▸ **EXCERPTED TEXT**:
____

In 1974, Erno Rubik, then a lecturer in the department of interior design at the Academy of Applied Arts and Crafts in Budapest, Hungary, invented what was to become a world phenomenon--the Rubik’s cube. More than three decades later, the invention has led to a number of world competitions, spin-off products, and Web sites, the best of which is www.rubiks.com.

For many, the challenge of the Rubik’s cube lies in how fast the toy can be unscrambled, a record currently held by 20-year-old California Institute of Technology student Leyan Lo, who last year solved the puzzle in 11.13 seconds. For students at the Carinthia University of Applied Sciences (Villach, Austria; www.fhkaernten.at/eng), however, the challenge was to build an autonomous robotic system that detects the state of the cube and computes and controls a robotic system to solve it. A group led by Thomas Klinger, along with Christian Madritsch and students in the department of electronic and electrical engineering at Carinthia, demonstrated the finished system at this year’s NIWeek conference and exhibition (August 2006; Austin, TX, USA).

“Initially,” says Christian Cemernjak, who demonstrated the robot at the show, “the task of solving the problem may seem daunting. In a Rubik’s cube, 26 individual cubes comprise a single large cube. Each layer of the nine smaller cubes can twist, and the layers can overlap. Any three squares in a row, except diagonally, can join a new layer. Because of this, a Rubik’s cube can have approximately 43 quantillion different solutions.” Despite this large combination, the puzzle can be solved using a maximum of 29 possible moves.

____

(Data records)
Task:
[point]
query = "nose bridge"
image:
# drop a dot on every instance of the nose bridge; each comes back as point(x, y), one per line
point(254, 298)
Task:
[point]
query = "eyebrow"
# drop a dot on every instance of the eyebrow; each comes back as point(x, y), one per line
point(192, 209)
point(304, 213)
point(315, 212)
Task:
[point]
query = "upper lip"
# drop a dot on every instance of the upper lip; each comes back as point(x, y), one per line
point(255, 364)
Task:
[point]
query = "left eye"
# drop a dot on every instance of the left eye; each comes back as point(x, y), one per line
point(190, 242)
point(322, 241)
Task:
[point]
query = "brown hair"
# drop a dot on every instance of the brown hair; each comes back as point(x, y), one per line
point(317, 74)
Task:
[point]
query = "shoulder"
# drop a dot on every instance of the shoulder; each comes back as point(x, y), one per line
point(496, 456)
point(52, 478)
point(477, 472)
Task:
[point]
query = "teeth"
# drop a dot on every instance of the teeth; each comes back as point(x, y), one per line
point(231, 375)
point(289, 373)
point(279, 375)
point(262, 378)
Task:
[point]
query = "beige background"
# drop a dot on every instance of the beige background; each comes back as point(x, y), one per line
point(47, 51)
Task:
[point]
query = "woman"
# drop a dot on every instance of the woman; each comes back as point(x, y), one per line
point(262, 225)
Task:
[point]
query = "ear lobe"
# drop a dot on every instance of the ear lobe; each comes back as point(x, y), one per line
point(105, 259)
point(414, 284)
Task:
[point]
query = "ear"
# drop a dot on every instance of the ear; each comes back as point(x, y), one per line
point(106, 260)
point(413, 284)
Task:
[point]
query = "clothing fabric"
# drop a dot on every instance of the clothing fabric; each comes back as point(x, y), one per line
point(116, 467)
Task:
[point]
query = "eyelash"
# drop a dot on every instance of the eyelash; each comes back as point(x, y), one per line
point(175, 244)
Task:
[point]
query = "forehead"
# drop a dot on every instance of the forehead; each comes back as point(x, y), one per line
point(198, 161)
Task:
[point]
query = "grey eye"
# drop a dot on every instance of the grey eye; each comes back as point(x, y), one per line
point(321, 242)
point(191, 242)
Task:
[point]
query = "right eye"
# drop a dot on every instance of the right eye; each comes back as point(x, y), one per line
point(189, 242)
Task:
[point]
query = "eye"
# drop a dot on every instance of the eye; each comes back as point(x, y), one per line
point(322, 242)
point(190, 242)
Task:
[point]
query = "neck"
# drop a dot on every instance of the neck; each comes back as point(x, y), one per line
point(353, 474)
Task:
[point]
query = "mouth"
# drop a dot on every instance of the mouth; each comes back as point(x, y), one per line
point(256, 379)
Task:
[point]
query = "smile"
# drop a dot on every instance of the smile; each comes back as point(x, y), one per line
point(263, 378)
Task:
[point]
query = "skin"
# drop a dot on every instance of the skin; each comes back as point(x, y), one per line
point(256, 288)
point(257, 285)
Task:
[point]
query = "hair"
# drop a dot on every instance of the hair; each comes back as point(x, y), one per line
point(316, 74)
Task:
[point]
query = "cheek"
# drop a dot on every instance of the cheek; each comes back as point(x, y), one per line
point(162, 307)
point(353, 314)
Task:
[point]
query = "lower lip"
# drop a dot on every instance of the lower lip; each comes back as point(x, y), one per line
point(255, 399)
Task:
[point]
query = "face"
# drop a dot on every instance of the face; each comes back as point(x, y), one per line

____

▸ **WRITTEN INSTRUCTION A**: In the Rubik's cube robot text, at which event did the Carinthia group demonstrate the finished system?
▸ **WRITTEN INSTRUCTION B**: Reproduce the data records verbatim, beginning with their first line and continuing through the line containing "point(477, 472)".

▸ **ANSWER A**: At the NIWeek conference and exhibition in August 2006 in Austin, TX, USA.

▸ **ANSWER B**:
Task:
[point]
query = "nose bridge"
image:
# drop a dot on every instance of the nose bridge; each comes back as point(x, y), one per line
point(254, 298)
Task:
[point]
query = "eyebrow"
# drop a dot on every instance of the eyebrow; each comes back as point(x, y), one per line
point(192, 209)
point(304, 213)
point(315, 212)
Task:
[point]
query = "upper lip"
# drop a dot on every instance of the upper lip; each comes back as point(x, y), one per line
point(255, 364)
Task:
[point]
query = "left eye"
# drop a dot on every instance of the left eye; each comes back as point(x, y), one per line
point(190, 242)
point(322, 241)
Task:
[point]
query = "brown hair"
# drop a dot on every instance of the brown hair; each comes back as point(x, y), one per line
point(317, 74)
Task:
[point]
query = "shoulder"
# drop a dot on every instance of the shoulder; each comes back as point(x, y), one per line
point(496, 456)
point(52, 478)
point(477, 472)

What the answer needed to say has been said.